___ Records for the task
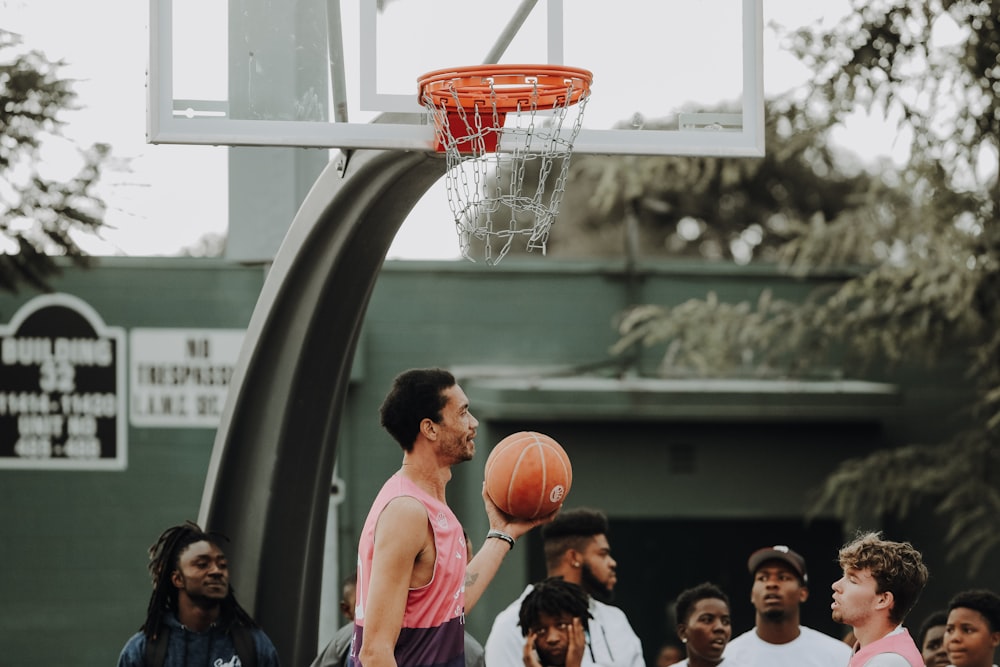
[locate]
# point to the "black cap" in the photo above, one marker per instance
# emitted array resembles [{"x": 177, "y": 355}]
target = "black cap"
[{"x": 782, "y": 553}]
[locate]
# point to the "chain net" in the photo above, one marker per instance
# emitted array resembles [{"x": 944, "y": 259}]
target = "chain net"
[{"x": 506, "y": 170}]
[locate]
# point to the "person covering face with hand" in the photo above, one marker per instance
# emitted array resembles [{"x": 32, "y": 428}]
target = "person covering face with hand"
[
  {"x": 972, "y": 632},
  {"x": 554, "y": 619}
]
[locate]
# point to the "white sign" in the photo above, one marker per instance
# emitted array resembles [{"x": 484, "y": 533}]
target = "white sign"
[{"x": 179, "y": 377}]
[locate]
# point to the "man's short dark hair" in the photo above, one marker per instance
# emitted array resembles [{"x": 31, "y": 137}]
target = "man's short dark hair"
[
  {"x": 684, "y": 606},
  {"x": 416, "y": 394},
  {"x": 554, "y": 597},
  {"x": 572, "y": 529},
  {"x": 936, "y": 619},
  {"x": 984, "y": 601}
]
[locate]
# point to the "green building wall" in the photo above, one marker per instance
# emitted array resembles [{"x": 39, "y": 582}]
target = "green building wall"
[{"x": 693, "y": 474}]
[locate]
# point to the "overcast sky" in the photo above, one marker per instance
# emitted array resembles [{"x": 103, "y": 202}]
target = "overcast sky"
[{"x": 165, "y": 197}]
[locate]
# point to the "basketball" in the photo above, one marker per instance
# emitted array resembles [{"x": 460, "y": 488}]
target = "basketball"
[{"x": 528, "y": 475}]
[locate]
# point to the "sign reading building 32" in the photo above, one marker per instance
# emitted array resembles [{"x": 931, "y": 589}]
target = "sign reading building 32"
[{"x": 62, "y": 388}]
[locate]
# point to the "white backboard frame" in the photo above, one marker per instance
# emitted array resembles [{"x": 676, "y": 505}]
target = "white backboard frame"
[{"x": 210, "y": 125}]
______
Direction —
Write out every record above exactly as it stands, but leave out the pictures.

Written answer —
[locate]
# point to the "black cap" in the photo above, one marker per instance
# emitted array resembles [{"x": 177, "y": 355}]
target = "black cap"
[{"x": 782, "y": 553}]
[locate]
# point to the "chain net" in the photo above, one marker per instance
# emitted array resembles [{"x": 944, "y": 259}]
target = "chain net"
[{"x": 506, "y": 170}]
[locate]
# point to the "person covering face with hand" in the photo above, one marker per instance
# emitted array resembles [{"x": 32, "y": 428}]
target = "person covering face with hand"
[
  {"x": 972, "y": 632},
  {"x": 554, "y": 619}
]
[locate]
# point to the "white sign" in the photo above, one marker per instance
# emitted array resembles [{"x": 484, "y": 533}]
target = "white sign"
[{"x": 179, "y": 377}]
[locate]
# point to the "man's short dark hair" in the photo above, one marker per instance
# emitted array resembles [{"x": 31, "y": 137}]
target = "man's short dark hair"
[
  {"x": 684, "y": 606},
  {"x": 416, "y": 394},
  {"x": 554, "y": 597},
  {"x": 572, "y": 529},
  {"x": 936, "y": 619},
  {"x": 984, "y": 601}
]
[locate]
# point to the "green building wall" in the photo above, one marker per instance
# emitted array resembles [{"x": 39, "y": 582}]
target = "green building wall"
[{"x": 693, "y": 474}]
[locate]
# point to the "overcast sky" in the photo above, one marker per instance
# emitted array resembles [{"x": 103, "y": 202}]
target = "overcast sky"
[{"x": 165, "y": 197}]
[locate]
# point to the "basketball" in the photo above, one marker per instance
# emitted array resembles [{"x": 460, "y": 488}]
target = "basketball"
[{"x": 528, "y": 475}]
[locate]
# point to the "sign reading building 32" in the photo above, one marker per instance
# emitted array resembles [{"x": 931, "y": 589}]
target = "sign reading building 32"
[{"x": 62, "y": 388}]
[locate]
# point to the "white backboard frame" in the photo above, one marker per instance
# emitted array resembles [{"x": 676, "y": 505}]
target = "white backboard frame"
[{"x": 210, "y": 125}]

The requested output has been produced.